**EXERCISE DETAILS**. Only the pictures are to be dropped; return all other data below exactly.

*** DATA PROVIDED

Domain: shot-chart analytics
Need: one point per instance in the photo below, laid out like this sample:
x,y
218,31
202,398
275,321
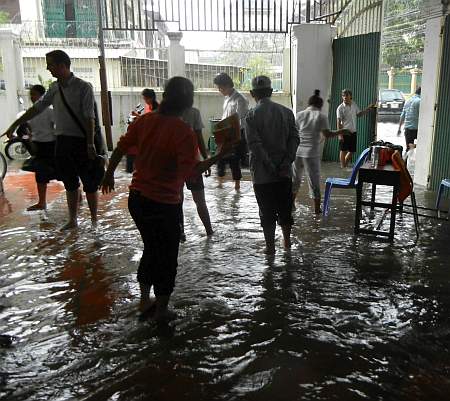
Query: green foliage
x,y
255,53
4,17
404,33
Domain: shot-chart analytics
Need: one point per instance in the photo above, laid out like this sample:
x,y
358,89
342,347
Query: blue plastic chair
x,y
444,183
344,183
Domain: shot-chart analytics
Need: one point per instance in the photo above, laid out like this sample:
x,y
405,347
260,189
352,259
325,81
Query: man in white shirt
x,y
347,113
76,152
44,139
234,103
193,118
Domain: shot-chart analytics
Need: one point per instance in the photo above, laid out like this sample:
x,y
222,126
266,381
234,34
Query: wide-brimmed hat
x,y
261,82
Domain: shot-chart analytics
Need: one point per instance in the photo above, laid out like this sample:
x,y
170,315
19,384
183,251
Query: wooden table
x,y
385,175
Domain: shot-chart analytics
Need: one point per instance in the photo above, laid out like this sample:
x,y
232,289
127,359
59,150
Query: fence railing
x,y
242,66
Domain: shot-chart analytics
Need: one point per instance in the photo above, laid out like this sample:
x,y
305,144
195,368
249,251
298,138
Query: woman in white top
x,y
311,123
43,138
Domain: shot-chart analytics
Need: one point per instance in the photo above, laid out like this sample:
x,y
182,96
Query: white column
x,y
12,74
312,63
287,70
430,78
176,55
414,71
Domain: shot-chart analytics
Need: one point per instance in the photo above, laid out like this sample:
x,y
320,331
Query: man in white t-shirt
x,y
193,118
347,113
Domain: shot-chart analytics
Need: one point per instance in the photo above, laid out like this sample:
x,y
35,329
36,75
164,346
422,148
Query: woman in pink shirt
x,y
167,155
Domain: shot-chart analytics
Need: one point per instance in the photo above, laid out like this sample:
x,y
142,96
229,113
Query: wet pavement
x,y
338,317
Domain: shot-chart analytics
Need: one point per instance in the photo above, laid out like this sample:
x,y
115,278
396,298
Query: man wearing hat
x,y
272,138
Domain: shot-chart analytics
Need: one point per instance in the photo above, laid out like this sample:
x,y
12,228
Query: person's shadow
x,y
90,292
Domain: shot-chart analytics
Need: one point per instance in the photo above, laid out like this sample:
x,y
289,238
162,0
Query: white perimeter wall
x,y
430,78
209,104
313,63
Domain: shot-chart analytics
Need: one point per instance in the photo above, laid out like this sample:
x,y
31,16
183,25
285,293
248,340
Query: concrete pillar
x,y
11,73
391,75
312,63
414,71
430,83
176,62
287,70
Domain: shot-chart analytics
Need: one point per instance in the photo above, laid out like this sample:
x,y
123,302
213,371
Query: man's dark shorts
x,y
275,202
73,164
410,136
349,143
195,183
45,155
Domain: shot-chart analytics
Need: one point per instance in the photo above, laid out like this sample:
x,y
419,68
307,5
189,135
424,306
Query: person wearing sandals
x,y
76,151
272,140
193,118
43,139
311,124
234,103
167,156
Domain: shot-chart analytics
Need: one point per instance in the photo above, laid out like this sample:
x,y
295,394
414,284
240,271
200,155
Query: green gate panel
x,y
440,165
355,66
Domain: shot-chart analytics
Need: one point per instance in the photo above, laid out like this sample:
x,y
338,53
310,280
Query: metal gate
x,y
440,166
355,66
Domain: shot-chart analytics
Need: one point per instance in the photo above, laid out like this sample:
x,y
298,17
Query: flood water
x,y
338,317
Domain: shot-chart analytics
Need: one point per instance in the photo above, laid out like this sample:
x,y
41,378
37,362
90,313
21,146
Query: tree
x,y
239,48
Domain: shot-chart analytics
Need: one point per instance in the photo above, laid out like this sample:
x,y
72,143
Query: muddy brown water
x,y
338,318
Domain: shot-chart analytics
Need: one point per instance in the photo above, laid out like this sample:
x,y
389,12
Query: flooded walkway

******

**RESPONSE**.
Domain: shot-chart analytics
Need: one point per instance in the photo below, laid out like this sample:
x,y
218,31
202,398
275,321
Query: green foliage
x,y
255,53
4,17
404,33
Domain: shot-chart analytics
Need: one point per instance in the photo above, laid out like this sample:
x,y
358,89
342,347
Query: blue plastic chair
x,y
444,183
344,183
Domain: shot-chart analytics
Need: one point per instance in the photo above, laid out like this sample:
x,y
405,347
260,189
352,259
325,81
Query: man in white shirt
x,y
347,113
76,152
44,139
234,103
193,118
Domain: shot-chart analytics
Need: one point per instance in the photo above, laid out like this sample:
x,y
222,126
266,381
234,34
Query: wide-brimmed hat
x,y
261,82
Domain: shot-chart analytics
Need: one point per instance in the photo above, laid out like this sample:
x,y
170,315
19,384
183,251
Query: wooden table
x,y
385,175
Domain: shot-chart analytics
Need: one point per instance in the photo above, laid out like this sample:
x,y
232,289
127,359
59,150
Query: fence railing
x,y
242,66
Domain: shot-chart analytics
Need: one point per instance in the photo above, laid out like this sample:
x,y
305,144
195,368
249,251
298,138
Query: woman in white top
x,y
311,123
43,138
Domain: shot-chart analytics
Need: one point per instance in the photo above, laid out like this sample:
x,y
182,96
Query: white column
x,y
12,74
312,63
287,70
430,78
176,55
414,71
Domain: shot-chart analytics
Need: one point per instance in the photo above, laid out like this sample:
x,y
320,331
Query: man in white t-shirt
x,y
193,118
347,113
Domain: shot-chart analytics
Need: one point per instance in the photo above, laid out like this sample:
x,y
35,329
36,75
164,346
422,148
Query: woman in pink shirt
x,y
167,155
Domain: shot-chart analytics
Need: one point per instance in the photo above, laid out like this sample:
x,y
142,96
229,113
Query: wet pavement
x,y
338,317
Domain: shot-chart analytics
Need: one point per instance in the photo above, laid out like this sample:
x,y
115,278
396,298
Query: man wearing hat
x,y
272,138
Domain: shot-chart analytics
Need: one point per instance in the photo above, laid out like this sample:
x,y
12,228
Query: person's shadow
x,y
90,292
Domain: shot-chart analytics
Need: one point per instance in the photo above, laid out like this sample:
x,y
289,238
162,0
Query: white perimeter wall
x,y
430,78
209,104
313,63
Domain: shot-chart analytics
Need: one point per instance in the photo above, laid out like this sample:
x,y
31,16
183,25
285,293
248,340
Query: concrete pillar
x,y
11,73
391,75
312,63
414,71
430,83
176,62
287,70
Domain: shot-chart analytics
Need: one point per instance in the photo above, laid out like this sample:
x,y
123,302
213,371
Query: man's dark shorts
x,y
275,202
73,164
410,136
349,143
195,183
45,155
Domain: shot-chart analytics
Need: one point per instance in the photo above, laid out like this sample:
x,y
419,68
307,5
189,135
424,306
Query: person wearing sandals
x,y
76,151
272,140
193,118
43,139
311,124
234,103
167,156
Domain: shot-chart analytics
Need: one point per instance in the photo above, laid out like this sample:
x,y
295,394
414,284
240,271
200,155
Query: green gate panel
x,y
440,165
355,66
Domain: shot-chart analytics
Need: one point per instance in the photo above, laid out like this sample:
x,y
338,53
310,280
Query: metal gate
x,y
440,166
355,66
Domain: shot-chart analytics
Need: one point per instance in the photo above, laid out like this sample:
x,y
298,17
Query: flood water
x,y
338,317
Domain: shot-chart analytics
Need: one point per instance in the photo above, laid out like this sample:
x,y
41,378
37,362
90,313
21,146
Query: tree
x,y
239,48
Domain: shot-chart analytics
Need: one point per instance in the photo above, laid out like this sample:
x,y
72,143
Query: muddy brown water
x,y
338,318
Domain: shot-chart analytics
Need: one point per instance in the photo above, laid out like this sample:
x,y
389,12
Query: flooded walkway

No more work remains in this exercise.